_What to work on:_
1. Give the name of every distinct user who posted in the forum thread, each listed once.
2. From the forum thread, extract the passage from "thats awesome,I want" up to and including "my past experience.".
3. In the forum thread, what color is the post on the #16 para Adams that TheCream used?

_Extract to read:_

# The colors of fall



## TheCream (Mar 19, 2009)

Heck with the leaves, I like looking at brookies and bows!


----------



## dacrawdaddy (Aug 31, 2008)

Great looking trout Cream.


----------



## wabi (Jun 14, 2008)

Your fly even has fall colors in it!


----------



## O-H-Fly-O (Mar 28, 2010)

Rocky in the fall is beautiful!


----------



## TheCream (Mar 19, 2009)

wabi said:


> Your fly even has fall colors in it!


#16 Royal Wulff and #16 para Adams with a hi-vis orange post were the ticket. I love that orange para post material, it's amazing how much better you can see it in the water than a white post, especially in turbid moving water.


----------



## Steelhead Fever (Dec 31, 2009)

awesome!! where were you? pa? wv?


----------



## TheCream (Mar 19, 2009)

I was in WV.


----------



## Flyfish Dog (Nov 6, 2007)

Sweet! Looks like they doing well. If the crap keeps up here I may very well be back down there. You also need to start fishing other wild streams tho! How about some wild brown streams?


----------



## Steelhead Fever (Dec 31, 2009)

thats awesome,I want to catch wild fish someday soon,seems awesome
!


----------



## Flyfish Dog (Nov 6, 2007)

Wild brookies are easier to catch compared to the bows, but browns are really tough to get into which require a lot of patience and stealth from my past experience.


----------



## TheCream (Mar 19, 2009)

Flyfish Dog said:


> Sweet! Looks like they doing well. If the crap keeps up here I may very well be back down there. You also need to start fishing other wild streams tho! How about some wild brown streams?


I'd like to get into some wild browns, but the streams I know are all brookie/bow streams.

I actually don't notice a huge difference between brookies and rainbows as far as selectiveness goes where I fish, but there is definitely a size difference! The average rainbow I catch down there is probably 1.5x the size of the average brookie.


----------



## Big Daddy (Apr 6, 2004)

Beautiful fish.


----------



## Fishaholic69 (Apr 6, 2007)

great shots of the fish! I only dream of catching fish that colorful..


----------

_Entries supplied:_
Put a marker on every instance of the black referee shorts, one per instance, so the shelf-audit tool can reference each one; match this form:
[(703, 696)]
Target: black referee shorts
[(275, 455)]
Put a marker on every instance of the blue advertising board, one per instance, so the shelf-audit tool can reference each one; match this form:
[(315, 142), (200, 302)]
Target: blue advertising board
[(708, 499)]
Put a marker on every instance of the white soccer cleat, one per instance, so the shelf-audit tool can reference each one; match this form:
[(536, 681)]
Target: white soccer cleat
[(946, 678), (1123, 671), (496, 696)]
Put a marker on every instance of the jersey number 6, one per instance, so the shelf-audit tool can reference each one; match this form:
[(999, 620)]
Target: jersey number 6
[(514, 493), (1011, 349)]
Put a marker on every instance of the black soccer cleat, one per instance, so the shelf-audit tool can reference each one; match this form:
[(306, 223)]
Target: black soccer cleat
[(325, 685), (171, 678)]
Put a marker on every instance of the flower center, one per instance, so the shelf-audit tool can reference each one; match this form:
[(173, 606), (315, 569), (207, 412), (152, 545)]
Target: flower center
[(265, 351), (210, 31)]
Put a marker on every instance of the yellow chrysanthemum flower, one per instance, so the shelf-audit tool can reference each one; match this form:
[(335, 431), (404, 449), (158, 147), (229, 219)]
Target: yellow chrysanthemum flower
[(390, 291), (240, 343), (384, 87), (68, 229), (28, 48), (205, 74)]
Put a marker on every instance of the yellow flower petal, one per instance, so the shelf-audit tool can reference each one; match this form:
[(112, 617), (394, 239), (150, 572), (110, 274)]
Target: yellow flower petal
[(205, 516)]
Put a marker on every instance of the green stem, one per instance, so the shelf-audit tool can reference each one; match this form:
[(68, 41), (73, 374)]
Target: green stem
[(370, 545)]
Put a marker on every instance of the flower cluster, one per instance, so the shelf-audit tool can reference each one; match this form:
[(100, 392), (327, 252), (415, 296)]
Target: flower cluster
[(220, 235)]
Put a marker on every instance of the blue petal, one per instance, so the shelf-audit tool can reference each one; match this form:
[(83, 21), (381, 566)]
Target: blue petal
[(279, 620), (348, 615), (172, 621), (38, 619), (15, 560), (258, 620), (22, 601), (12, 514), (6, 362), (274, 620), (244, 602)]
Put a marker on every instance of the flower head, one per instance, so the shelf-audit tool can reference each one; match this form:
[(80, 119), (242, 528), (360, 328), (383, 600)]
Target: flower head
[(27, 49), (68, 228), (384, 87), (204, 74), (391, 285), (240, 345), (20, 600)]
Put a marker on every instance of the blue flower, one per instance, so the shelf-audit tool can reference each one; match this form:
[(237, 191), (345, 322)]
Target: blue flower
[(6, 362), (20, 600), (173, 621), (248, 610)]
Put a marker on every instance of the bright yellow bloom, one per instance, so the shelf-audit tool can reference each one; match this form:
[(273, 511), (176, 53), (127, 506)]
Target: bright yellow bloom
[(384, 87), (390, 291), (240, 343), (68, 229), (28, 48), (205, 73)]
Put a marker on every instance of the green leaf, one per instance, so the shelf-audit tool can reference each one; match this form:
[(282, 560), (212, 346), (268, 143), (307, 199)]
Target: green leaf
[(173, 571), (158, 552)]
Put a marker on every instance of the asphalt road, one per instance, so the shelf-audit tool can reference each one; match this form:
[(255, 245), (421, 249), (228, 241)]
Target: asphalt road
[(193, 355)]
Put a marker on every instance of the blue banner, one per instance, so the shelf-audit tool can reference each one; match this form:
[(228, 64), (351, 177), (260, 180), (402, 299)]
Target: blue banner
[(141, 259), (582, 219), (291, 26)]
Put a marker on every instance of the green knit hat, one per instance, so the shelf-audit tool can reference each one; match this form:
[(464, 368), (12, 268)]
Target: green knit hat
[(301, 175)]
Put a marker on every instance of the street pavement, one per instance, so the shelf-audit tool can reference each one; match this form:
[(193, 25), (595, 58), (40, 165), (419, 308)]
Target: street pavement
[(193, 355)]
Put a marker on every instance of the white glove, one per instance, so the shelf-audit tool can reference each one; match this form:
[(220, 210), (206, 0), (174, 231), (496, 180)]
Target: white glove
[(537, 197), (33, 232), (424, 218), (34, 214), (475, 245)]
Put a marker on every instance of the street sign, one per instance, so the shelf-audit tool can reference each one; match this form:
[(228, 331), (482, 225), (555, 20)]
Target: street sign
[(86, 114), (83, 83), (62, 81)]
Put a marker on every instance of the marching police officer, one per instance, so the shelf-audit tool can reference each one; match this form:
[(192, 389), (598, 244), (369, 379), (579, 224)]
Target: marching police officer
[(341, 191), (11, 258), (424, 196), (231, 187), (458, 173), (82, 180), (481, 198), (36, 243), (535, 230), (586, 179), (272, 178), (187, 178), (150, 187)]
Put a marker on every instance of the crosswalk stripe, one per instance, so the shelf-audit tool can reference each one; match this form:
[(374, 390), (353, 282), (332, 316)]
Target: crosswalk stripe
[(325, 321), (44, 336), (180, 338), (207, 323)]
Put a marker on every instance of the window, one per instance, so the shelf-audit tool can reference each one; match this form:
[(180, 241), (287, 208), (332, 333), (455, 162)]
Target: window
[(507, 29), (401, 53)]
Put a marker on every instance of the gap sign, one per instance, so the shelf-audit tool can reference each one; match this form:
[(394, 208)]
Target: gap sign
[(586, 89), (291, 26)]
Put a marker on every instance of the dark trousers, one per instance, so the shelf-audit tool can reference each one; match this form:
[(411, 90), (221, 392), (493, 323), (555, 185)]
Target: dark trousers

_The answers:_
1. TheCream, dacrawdaddy, wabi, O-H-Fly-O, Steelhead Fever, Flyfish Dog, Big Daddy, Fishaholic69

2.
thats awesome,I want to catch wild fish someday soon,seems awesome
!


----------



## Flyfish Dog (Nov 6, 2007)

Wild brookies are easier to catch compared to the bows, but browns are really tough to get into which require a lot of patience and stealth from my past experience.

3. Hi-vis orange.